Referring expression data
========

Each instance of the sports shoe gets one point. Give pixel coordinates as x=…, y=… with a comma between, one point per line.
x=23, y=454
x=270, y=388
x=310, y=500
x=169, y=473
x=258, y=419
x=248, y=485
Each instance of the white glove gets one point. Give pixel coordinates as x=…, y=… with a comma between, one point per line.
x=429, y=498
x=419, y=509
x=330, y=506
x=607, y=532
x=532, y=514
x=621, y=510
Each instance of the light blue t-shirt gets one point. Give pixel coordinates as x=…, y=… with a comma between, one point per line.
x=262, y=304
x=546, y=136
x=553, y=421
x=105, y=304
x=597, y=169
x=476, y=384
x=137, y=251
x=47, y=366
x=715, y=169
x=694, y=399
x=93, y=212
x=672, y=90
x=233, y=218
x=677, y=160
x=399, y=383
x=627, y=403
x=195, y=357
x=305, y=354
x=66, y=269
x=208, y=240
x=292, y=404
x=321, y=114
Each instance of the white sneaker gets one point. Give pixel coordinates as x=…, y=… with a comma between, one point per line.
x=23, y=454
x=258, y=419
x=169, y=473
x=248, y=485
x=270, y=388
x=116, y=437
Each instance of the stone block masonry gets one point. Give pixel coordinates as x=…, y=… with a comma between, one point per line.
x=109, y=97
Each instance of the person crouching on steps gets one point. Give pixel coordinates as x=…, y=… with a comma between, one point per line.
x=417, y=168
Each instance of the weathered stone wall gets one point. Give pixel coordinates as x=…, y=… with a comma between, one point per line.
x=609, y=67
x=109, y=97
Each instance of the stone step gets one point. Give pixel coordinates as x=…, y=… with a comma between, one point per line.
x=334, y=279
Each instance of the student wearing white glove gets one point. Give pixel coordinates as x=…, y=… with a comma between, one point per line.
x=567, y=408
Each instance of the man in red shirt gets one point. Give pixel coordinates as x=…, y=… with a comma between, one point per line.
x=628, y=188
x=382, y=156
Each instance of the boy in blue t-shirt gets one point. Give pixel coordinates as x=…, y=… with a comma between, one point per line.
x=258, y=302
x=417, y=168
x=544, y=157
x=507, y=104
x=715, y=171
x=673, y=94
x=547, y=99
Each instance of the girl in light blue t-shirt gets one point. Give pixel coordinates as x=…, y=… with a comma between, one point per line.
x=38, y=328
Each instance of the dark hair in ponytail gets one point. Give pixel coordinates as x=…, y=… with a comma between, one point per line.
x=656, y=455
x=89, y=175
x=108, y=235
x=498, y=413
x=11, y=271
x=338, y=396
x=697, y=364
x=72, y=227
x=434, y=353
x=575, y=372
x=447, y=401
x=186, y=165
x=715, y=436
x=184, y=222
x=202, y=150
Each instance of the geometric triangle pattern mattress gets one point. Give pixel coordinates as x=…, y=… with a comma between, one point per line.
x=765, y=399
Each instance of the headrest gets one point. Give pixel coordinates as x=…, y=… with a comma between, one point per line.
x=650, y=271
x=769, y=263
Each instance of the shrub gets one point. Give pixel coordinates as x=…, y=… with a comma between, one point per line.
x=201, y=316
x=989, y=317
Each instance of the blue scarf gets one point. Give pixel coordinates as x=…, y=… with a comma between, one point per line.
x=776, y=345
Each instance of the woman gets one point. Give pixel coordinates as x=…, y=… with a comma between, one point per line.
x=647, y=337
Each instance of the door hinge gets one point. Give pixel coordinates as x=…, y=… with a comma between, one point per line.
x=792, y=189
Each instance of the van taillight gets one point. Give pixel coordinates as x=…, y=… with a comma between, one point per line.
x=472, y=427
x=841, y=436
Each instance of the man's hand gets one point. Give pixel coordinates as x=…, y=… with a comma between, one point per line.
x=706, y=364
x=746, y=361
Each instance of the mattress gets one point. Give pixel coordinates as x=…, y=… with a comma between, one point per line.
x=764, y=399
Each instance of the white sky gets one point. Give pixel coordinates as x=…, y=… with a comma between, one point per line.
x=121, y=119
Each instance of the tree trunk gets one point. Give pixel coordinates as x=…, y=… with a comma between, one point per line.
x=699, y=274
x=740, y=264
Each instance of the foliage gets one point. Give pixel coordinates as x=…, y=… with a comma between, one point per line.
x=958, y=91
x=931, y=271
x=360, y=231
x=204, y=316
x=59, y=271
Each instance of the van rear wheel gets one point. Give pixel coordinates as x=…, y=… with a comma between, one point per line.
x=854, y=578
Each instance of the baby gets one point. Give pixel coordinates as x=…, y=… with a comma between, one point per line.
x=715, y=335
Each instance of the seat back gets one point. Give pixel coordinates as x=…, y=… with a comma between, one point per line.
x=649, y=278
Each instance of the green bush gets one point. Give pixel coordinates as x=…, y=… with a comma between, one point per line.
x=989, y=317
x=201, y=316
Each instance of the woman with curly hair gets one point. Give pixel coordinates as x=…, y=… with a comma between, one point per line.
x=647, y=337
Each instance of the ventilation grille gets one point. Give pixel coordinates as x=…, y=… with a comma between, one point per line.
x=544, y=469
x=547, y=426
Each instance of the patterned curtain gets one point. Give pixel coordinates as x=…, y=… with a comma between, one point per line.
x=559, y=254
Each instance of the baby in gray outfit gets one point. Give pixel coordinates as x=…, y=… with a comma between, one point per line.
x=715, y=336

========

- **Brief**: Word for word, repeat every line of the data.

- **Your response**:
Each instance of the sports shoe gets one point. Give pixel coordinates as x=…, y=… with a comma between, one point per line.
x=23, y=454
x=270, y=388
x=310, y=500
x=169, y=473
x=258, y=419
x=248, y=485
Each instance of the white glove gets one point. Give pixel coordinates as x=…, y=… with a comma between, one point per line.
x=429, y=498
x=419, y=509
x=330, y=506
x=607, y=532
x=532, y=514
x=621, y=510
Each instance of the light blue t-shirt gets one point. Give pixel coordinates as x=…, y=… with a comma between, one point per line.
x=262, y=304
x=546, y=136
x=553, y=421
x=105, y=304
x=597, y=169
x=476, y=384
x=137, y=251
x=47, y=366
x=715, y=169
x=694, y=399
x=93, y=212
x=672, y=90
x=233, y=218
x=677, y=160
x=399, y=383
x=627, y=403
x=195, y=357
x=305, y=354
x=66, y=269
x=208, y=240
x=292, y=404
x=321, y=114
Each instance of the white sneaker gets one point. Give pixel coordinates as x=…, y=… with a comma between, one point per line.
x=23, y=454
x=258, y=419
x=169, y=473
x=248, y=485
x=270, y=388
x=116, y=437
Each instance of the stone block masonry gets one point. Give pixel coordinates as x=…, y=… with a comma between, one point per line.
x=109, y=97
Each instance of the person crouching on steps gets one point. Give pixel coordinates as x=…, y=… with a comma between, one point per line.
x=417, y=168
Each instance of the weathered stone wall gets one point. Give pixel coordinates as x=…, y=… with a comma between, one point per line.
x=609, y=67
x=109, y=97
Each instance of the stone step gets one point. Give pixel coordinates as x=…, y=… with a comma between, one point per line.
x=334, y=279
Each instance of the student wearing white glove gets one point. Give pixel coordinates as x=…, y=… with a comma between, one point per line.
x=567, y=408
Each instance of the man in red shirt gets one point. Give pixel coordinates as x=…, y=… with a comma between, one point per line.
x=628, y=188
x=382, y=156
Each instance of the boy in blue t-shirt gets one point. Give pixel coordinates as x=…, y=… with a comma between, one point per line.
x=258, y=302
x=417, y=168
x=544, y=157
x=507, y=104
x=715, y=171
x=673, y=94
x=547, y=99
Each instance of the girl in light blue t-shirt gets one point. Give pixel coordinates as x=…, y=… with a comma between, one point per line.
x=38, y=328
Each instance of the dark hair in ponytail gets one point. Give pixel coordinates as x=…, y=… with a comma between, one point per line.
x=656, y=455
x=89, y=175
x=108, y=235
x=498, y=413
x=11, y=271
x=338, y=396
x=697, y=364
x=72, y=227
x=434, y=353
x=575, y=372
x=447, y=401
x=186, y=165
x=715, y=436
x=184, y=222
x=202, y=150
Each instance of the geometric triangle pattern mattress gets one point. Give pixel coordinates as x=…, y=… with a comma between, one point per line.
x=765, y=399
Each instance of the headrest gets one point. Give pixel coordinates as x=…, y=… with a comma between, one point per line.
x=650, y=271
x=769, y=263
Each instance of the shrub gets one point. Give pixel coordinates as x=…, y=… with a comma between, one point per line.
x=201, y=316
x=989, y=317
Each instance of the blue scarf gets one point. Give pixel coordinates as x=…, y=… with a comma between, one point per line.
x=776, y=345
Each instance of the woman gets one point. Give pixel coordinates as x=…, y=… with a comma between, one point per line.
x=647, y=337
Each instance of the door hinge gets one point. Give pixel coordinates as x=…, y=… with a comma between, one point per line.
x=792, y=189
Each instance of the van taillight gets one point. Give pixel coordinates as x=…, y=… with a comma between, one point per line.
x=472, y=427
x=841, y=436
Each instance of the man's hand gets one point. Give pixel coordinates as x=…, y=… with a comma between, one point per line.
x=706, y=364
x=746, y=361
Each instance of the mattress gets one point. Give pixel coordinates as x=…, y=… with a comma between, one point per line.
x=764, y=399
Each instance of the white sky gets one point. Give pixel coordinates as x=…, y=… with a comma between, one point per line.
x=121, y=119
Each instance of the tree trunk gets one point. Give pixel coordinates as x=…, y=… with a comma between, one point per line.
x=699, y=274
x=740, y=264
Each instance of the foliage gets one point. Give pixel coordinates as x=…, y=… with a comma between, one point per line.
x=958, y=91
x=931, y=271
x=360, y=231
x=204, y=316
x=59, y=271
Each instance of the van rear wheel gets one point. Give pixel coordinates as x=…, y=… with a comma between, one point per line.
x=854, y=578
Each instance of the baby gets one point. Give pixel coordinates as x=…, y=… with a comma between, one point per line.
x=715, y=335
Each instance of the seat back gets one point. Give pixel coordinates as x=…, y=… with a comma between, one point per line.
x=649, y=278
Each instance of the green bush gets one point. Give pixel coordinates as x=…, y=… with a comma between, one point per line.
x=989, y=317
x=201, y=316
Each instance of the woman with curly hair gets one point. Give pixel coordinates as x=…, y=… with a comma between, one point per line.
x=647, y=337
Each instance of the ventilation grille gets one point. Give pixel coordinates as x=…, y=… with a comma between, one point per line.
x=544, y=469
x=547, y=426
Each instance of the patterned curtain gets one point. Give pixel coordinates as x=…, y=… with a comma between, one point per line.
x=559, y=254
Each instance of the baby in gray outfit gets one point. Give pixel coordinates as x=…, y=… with a comma between, one point per line.
x=715, y=336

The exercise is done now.